▶ _Task requirements_
Will you extract the entries word for word? Images should not appear in the copy.

▶ _Data listing_

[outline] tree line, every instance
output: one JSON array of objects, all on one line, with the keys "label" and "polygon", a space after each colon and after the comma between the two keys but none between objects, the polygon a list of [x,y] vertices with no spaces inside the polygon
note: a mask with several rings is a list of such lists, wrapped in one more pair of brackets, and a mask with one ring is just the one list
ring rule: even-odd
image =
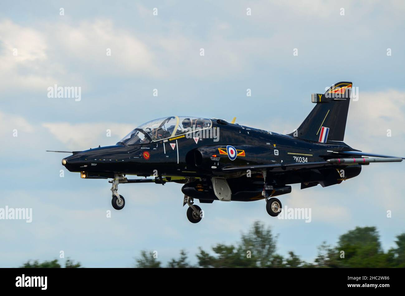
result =
[{"label": "tree line", "polygon": [[[140,268],[383,268],[405,267],[405,233],[396,237],[396,246],[385,252],[379,235],[373,226],[357,227],[339,237],[335,245],[324,242],[318,247],[313,262],[306,262],[294,252],[283,256],[277,253],[278,236],[271,228],[259,221],[255,222],[236,243],[217,243],[207,252],[198,248],[197,263],[191,264],[187,252],[182,249],[178,258],[173,258],[165,266],[153,251],[143,250],[135,258],[134,267]],[[60,268],[58,260],[39,263],[28,261],[21,267]],[[70,259],[65,267],[82,267]]]}]

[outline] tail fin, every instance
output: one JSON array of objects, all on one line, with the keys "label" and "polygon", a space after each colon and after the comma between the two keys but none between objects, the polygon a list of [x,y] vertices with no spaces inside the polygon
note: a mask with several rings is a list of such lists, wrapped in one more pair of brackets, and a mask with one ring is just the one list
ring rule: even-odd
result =
[{"label": "tail fin", "polygon": [[339,82],[323,94],[313,93],[311,100],[316,106],[290,135],[323,143],[343,141],[352,85],[351,82]]}]

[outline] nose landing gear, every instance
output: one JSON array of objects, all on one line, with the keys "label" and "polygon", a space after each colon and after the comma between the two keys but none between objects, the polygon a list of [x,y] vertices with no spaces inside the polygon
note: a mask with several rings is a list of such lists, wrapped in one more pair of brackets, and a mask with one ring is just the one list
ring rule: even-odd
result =
[{"label": "nose landing gear", "polygon": [[192,223],[198,223],[202,219],[203,213],[201,208],[196,205],[194,204],[194,199],[187,195],[184,195],[183,206],[187,204],[187,218]]},{"label": "nose landing gear", "polygon": [[124,199],[124,198],[122,195],[118,194],[118,184],[127,182],[128,181],[126,178],[122,174],[116,174],[114,176],[114,180],[112,181],[113,184],[111,186],[111,191],[113,192],[113,199],[111,201],[111,203],[113,207],[115,209],[122,209],[125,205],[125,200]]}]

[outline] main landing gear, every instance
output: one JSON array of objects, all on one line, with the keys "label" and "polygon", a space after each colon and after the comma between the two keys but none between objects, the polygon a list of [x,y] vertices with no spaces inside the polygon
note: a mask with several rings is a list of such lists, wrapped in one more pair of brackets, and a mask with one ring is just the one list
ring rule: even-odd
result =
[{"label": "main landing gear", "polygon": [[184,195],[184,199],[183,201],[183,206],[185,204],[188,205],[187,209],[187,218],[192,223],[198,223],[202,219],[203,213],[201,208],[196,205],[194,204],[194,199]]},{"label": "main landing gear", "polygon": [[111,200],[111,204],[113,205],[113,207],[115,209],[121,209],[125,205],[125,200],[122,195],[118,194],[118,184],[125,182],[126,179],[124,175],[116,174],[114,175],[114,180],[113,180],[113,185],[111,186],[113,199]]},{"label": "main landing gear", "polygon": [[281,202],[275,197],[266,199],[266,209],[267,213],[272,217],[277,217],[280,214],[281,209]]},{"label": "main landing gear", "polygon": [[267,211],[267,214],[271,216],[277,217],[281,212],[282,207],[281,202],[278,199],[271,197],[271,195],[275,192],[274,188],[272,186],[269,186],[266,182],[267,172],[265,171],[262,173],[264,184],[262,195],[264,197],[264,200],[266,201],[266,209]]}]

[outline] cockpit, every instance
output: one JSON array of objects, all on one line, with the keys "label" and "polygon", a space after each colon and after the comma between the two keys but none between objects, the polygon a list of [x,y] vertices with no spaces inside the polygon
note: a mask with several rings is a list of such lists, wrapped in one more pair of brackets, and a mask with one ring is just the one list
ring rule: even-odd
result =
[{"label": "cockpit", "polygon": [[124,137],[117,144],[147,144],[211,127],[211,119],[186,116],[171,116],[148,121]]}]

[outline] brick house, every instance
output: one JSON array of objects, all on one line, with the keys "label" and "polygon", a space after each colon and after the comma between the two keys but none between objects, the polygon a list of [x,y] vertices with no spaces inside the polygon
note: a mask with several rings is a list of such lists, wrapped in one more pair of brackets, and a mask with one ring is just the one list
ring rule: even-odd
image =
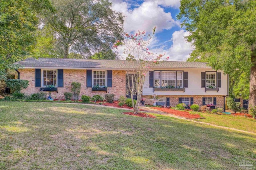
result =
[{"label": "brick house", "polygon": [[[56,88],[52,96],[64,99],[64,93],[71,92],[71,84],[75,81],[82,85],[80,98],[82,95],[104,96],[108,93],[114,94],[114,99],[117,100],[121,96],[130,97],[127,87],[130,82],[128,82],[126,71],[128,62],[30,58],[17,63],[23,66],[18,71],[20,79],[29,81],[28,87],[22,92],[27,94],[47,90],[46,85],[53,84]],[[228,94],[228,75],[222,71],[213,70],[206,63],[160,62],[146,76],[142,94],[146,98],[146,104],[151,104],[148,99],[154,94],[160,99],[159,105],[212,104],[223,107],[224,97]],[[94,88],[97,84],[105,88]],[[176,88],[161,88],[166,86]],[[209,88],[208,86],[214,88]],[[136,94],[134,96],[136,98]]]}]

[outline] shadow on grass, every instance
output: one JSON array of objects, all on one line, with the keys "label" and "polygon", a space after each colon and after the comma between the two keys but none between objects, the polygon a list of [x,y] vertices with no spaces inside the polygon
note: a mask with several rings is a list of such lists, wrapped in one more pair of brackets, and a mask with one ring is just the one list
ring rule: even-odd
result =
[{"label": "shadow on grass", "polygon": [[253,135],[118,109],[14,103],[11,114],[0,113],[0,125],[16,121],[30,131],[0,129],[0,167],[2,162],[20,169],[237,169],[243,161],[256,164]]}]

▶ _Output of the exercise_
[outline] tree line, every instance
output: one JSON array of objects, all on one line, with the keys "label" and "polygon", a space after each colon and after the comma between the two keys but none between objects, the polygon a list of [x,y] vertices with no spaces inside the polygon
note: a mask with several rings is a list of such lists, wrapped in one more pair of brackets, and a mask with one ring is just the one list
ring rule: even-odd
image =
result =
[{"label": "tree line", "polygon": [[[140,268],[383,268],[405,267],[405,233],[396,237],[396,246],[385,252],[379,235],[373,226],[357,227],[339,237],[335,245],[324,242],[318,247],[313,262],[306,262],[294,252],[283,256],[277,253],[278,236],[271,228],[259,221],[255,222],[236,243],[217,243],[207,252],[198,248],[197,263],[191,264],[187,252],[182,249],[178,258],[173,258],[165,266],[153,251],[143,250],[135,258],[134,267]],[[60,268],[58,260],[39,263],[28,261],[21,267]],[[70,259],[65,267],[82,267]]]}]

[outline] tail fin, every instance
output: one JSON array of objects, all on one line, with the keys "label" and "polygon", a space after each colon and after the comma between the two keys but none between objects, the polygon a list of [x,y] vertices with no spaces inside the polygon
note: a mask with several rings is a list of such lists, wrapped in one more pair of brackets, and a mask with one ring is just the one list
ring rule: even-odd
result =
[{"label": "tail fin", "polygon": [[339,82],[323,94],[313,93],[311,100],[316,106],[290,135],[323,143],[343,141],[352,85],[351,82]]}]

[outline] nose landing gear, every instance
output: one JSON array of objects, all on one line, with the keys "label" and "polygon", a space after each colon and after the comma between the two keys but none between objects, the polygon a list of [x,y] vertices with no spaces inside the polygon
note: a mask with several rings is a list of such lists, wrapped in one more pair of brackets, and a mask with one ring is just the one list
ring rule: even-odd
result =
[{"label": "nose landing gear", "polygon": [[192,223],[198,223],[202,219],[203,213],[201,208],[196,205],[194,204],[194,199],[187,195],[184,195],[183,206],[187,204],[187,218]]},{"label": "nose landing gear", "polygon": [[124,199],[124,198],[122,195],[118,194],[118,184],[127,182],[128,181],[126,178],[122,174],[116,174],[114,176],[114,180],[112,181],[113,184],[111,186],[111,191],[113,192],[113,199],[111,201],[111,203],[113,207],[115,209],[122,209],[125,205],[125,200]]}]

[outline] main landing gear, every instance
output: one JSON array of objects, all on one line, with the keys "label" and "polygon", a space after each colon and after the comma between the two keys but none between objects, the polygon a list of [x,y] vertices with no spaces inside the polygon
note: a mask with several rings is a list of such lists, wrapped in one more pair of brackets, and a mask with one ring is just the one list
ring rule: even-odd
result =
[{"label": "main landing gear", "polygon": [[184,195],[184,199],[183,201],[183,206],[185,204],[188,205],[187,209],[187,218],[192,223],[198,223],[202,219],[203,213],[201,208],[196,205],[194,204],[194,199]]},{"label": "main landing gear", "polygon": [[111,200],[111,204],[113,205],[113,207],[115,209],[121,209],[125,205],[125,200],[122,195],[118,194],[118,184],[125,182],[126,179],[124,175],[116,174],[114,175],[114,180],[113,180],[113,185],[111,186],[113,199]]},{"label": "main landing gear", "polygon": [[281,202],[275,197],[266,199],[266,209],[267,213],[272,217],[277,217],[280,214],[281,209]]},{"label": "main landing gear", "polygon": [[267,211],[267,214],[271,216],[277,217],[281,212],[282,207],[281,202],[278,199],[271,197],[271,195],[275,192],[274,188],[272,186],[269,186],[266,182],[267,172],[265,171],[262,173],[264,184],[262,195],[264,197],[264,200],[266,201],[266,209]]}]

[outline] cockpit, every instance
output: one JSON array of objects, all on one line, with the keys "label" and "polygon", a space after each colon and after the comma between the two keys but none between objects, the polygon a list of [x,y] vertices with no spaces inside the polygon
note: a mask with several rings is a list of such lists, wrapped in one more pair of brackets, and a mask with one ring is just the one list
ring rule: even-odd
result =
[{"label": "cockpit", "polygon": [[124,137],[117,144],[147,144],[211,127],[211,119],[186,116],[171,116],[148,121]]}]

[outline] brick house, every instance
output: one JSON array of objects, all on one line, with the keys "label" and "polygon", a space after each colon and after the comma between the two keys but none between objects, the polygon a list of [x,y] vertices with no spaces inside the polygon
note: a mask with several rings is a list of such lists, wrapped in one more pair of brackets, and a mask with one ring is just the one list
ring rule: even-odd
image =
result =
[{"label": "brick house", "polygon": [[[56,88],[52,96],[64,99],[64,93],[71,92],[71,84],[75,81],[82,85],[80,98],[82,95],[104,96],[108,93],[114,94],[114,99],[117,100],[121,96],[130,97],[127,87],[130,82],[128,82],[126,71],[128,62],[30,58],[17,63],[23,66],[18,71],[20,79],[29,81],[28,87],[22,92],[27,94],[47,90],[46,85],[53,84]],[[228,94],[228,75],[222,71],[213,70],[206,63],[160,62],[146,76],[142,94],[146,98],[146,104],[151,104],[148,99],[154,94],[160,99],[159,105],[212,104],[223,107],[224,97]],[[94,88],[97,84],[105,88]],[[176,88],[161,88],[166,86]],[[209,88],[208,86],[214,88]],[[136,94],[134,96],[136,98]]]}]

[outline] shadow on grass, every instance
output: one JSON array of objects, all on one line, with the keys "label" and "polygon", a space after each colon and after the comma between the two keys but none between objects, the polygon a list of [x,y] vertices with no spaces inside the polygon
note: a mask with several rings is a list of such lists, wrapped in one more pair of brackets, and a mask with one ring is just the one list
ring rule: even-odd
result =
[{"label": "shadow on grass", "polygon": [[253,135],[118,109],[14,103],[11,114],[0,113],[0,125],[16,121],[30,131],[0,129],[0,167],[2,162],[20,169],[237,169],[243,161],[256,164]]}]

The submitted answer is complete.